Work to do. Render every line of the entries below as a Markdown table with the columns Row and Line, numbering each line and leaving out blank lines.

Data listing.
|---|

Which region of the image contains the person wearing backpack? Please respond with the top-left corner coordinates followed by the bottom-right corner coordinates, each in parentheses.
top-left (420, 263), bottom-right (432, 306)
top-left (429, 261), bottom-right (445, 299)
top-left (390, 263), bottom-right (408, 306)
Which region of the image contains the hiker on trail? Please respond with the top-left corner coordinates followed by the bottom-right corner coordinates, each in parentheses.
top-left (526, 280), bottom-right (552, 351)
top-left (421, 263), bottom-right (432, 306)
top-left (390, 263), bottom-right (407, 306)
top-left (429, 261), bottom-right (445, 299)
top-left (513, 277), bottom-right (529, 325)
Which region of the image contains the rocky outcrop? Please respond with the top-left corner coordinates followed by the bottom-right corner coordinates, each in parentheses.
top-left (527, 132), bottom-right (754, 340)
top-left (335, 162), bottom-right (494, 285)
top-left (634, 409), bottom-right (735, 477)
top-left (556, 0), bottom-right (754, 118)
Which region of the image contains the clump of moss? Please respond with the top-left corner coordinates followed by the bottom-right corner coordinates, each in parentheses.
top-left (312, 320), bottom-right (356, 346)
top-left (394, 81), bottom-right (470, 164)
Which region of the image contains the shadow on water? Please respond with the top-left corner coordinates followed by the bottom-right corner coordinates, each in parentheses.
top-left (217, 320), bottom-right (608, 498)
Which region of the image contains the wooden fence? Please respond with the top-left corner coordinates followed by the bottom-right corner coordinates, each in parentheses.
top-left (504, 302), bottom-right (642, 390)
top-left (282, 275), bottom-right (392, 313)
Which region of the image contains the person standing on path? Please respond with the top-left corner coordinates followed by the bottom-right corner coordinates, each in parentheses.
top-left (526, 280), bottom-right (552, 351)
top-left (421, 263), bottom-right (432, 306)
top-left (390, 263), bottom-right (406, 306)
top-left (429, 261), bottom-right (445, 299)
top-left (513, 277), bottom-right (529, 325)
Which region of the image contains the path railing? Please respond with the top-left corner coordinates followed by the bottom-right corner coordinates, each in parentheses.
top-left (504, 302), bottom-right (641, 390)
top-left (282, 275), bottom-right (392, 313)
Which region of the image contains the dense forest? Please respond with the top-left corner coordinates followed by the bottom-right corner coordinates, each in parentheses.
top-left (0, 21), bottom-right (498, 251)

|---|

Exercise result.
| Row | Line |
|---|---|
| 1 | Which region of the image contains the person wearing backpack? Please respond with the top-left corner coordinates followed by the bottom-right corner coordinates, each in parentheses. |
| 2 | top-left (420, 263), bottom-right (432, 306) |
| 3 | top-left (429, 261), bottom-right (445, 299) |
| 4 | top-left (390, 263), bottom-right (408, 306) |
| 5 | Which region of the image contains the hiker on trail? Please respond with the top-left corner coordinates followed by the bottom-right corner coordinates, each in parentheses. |
| 6 | top-left (526, 280), bottom-right (552, 351) |
| 7 | top-left (421, 263), bottom-right (432, 306) |
| 8 | top-left (390, 263), bottom-right (407, 306) |
| 9 | top-left (429, 261), bottom-right (445, 299) |
| 10 | top-left (513, 277), bottom-right (529, 325) |
| 11 | Which region of the image contains the rocky outcrop? Please respond with the top-left corner coordinates followed by the bottom-right corner coordinates, each in parentheses. |
| 12 | top-left (527, 132), bottom-right (754, 340) |
| 13 | top-left (335, 162), bottom-right (494, 285) |
| 14 | top-left (634, 409), bottom-right (735, 477) |
| 15 | top-left (556, 0), bottom-right (754, 118) |
| 16 | Which region of the image contains the clump of moss? Please respond with the top-left corner coordinates followed by the bottom-right corner coordinates, each in parentheses. |
| 17 | top-left (312, 320), bottom-right (356, 346) |
| 18 | top-left (394, 81), bottom-right (470, 164) |
| 19 | Which region of the image contains the shadow on water? Please respond with the top-left corner coordinates followed by the bottom-right corner coordinates, each in parentheses. |
| 20 | top-left (217, 320), bottom-right (608, 498) |
| 21 | Which region of the image contains the wooden fence? Please respond with the top-left corner coordinates followed by the bottom-right corner coordinates, each in parentheses. |
| 22 | top-left (504, 302), bottom-right (642, 390) |
| 23 | top-left (282, 275), bottom-right (392, 313) |
| 24 | Which region of the image contains the person standing on path? Please respond with the top-left corner coordinates followed by the bottom-right corner coordinates, each in parentheses. |
| 25 | top-left (526, 280), bottom-right (552, 351) |
| 26 | top-left (421, 263), bottom-right (432, 306) |
| 27 | top-left (390, 263), bottom-right (406, 306) |
| 28 | top-left (429, 261), bottom-right (445, 299) |
| 29 | top-left (513, 277), bottom-right (529, 325) |
| 30 | Which region of the image contains the path railing? Please respond with the top-left corner coordinates followed by the bottom-right corner coordinates, each in parentheses. |
| 31 | top-left (504, 302), bottom-right (641, 390) |
| 32 | top-left (282, 275), bottom-right (392, 313) |
| 33 | Which region of the image contains the dense forest? Please respond with the top-left corner coordinates followed by the bottom-right corner coordinates, each in parentheses. |
| 34 | top-left (0, 21), bottom-right (498, 251) |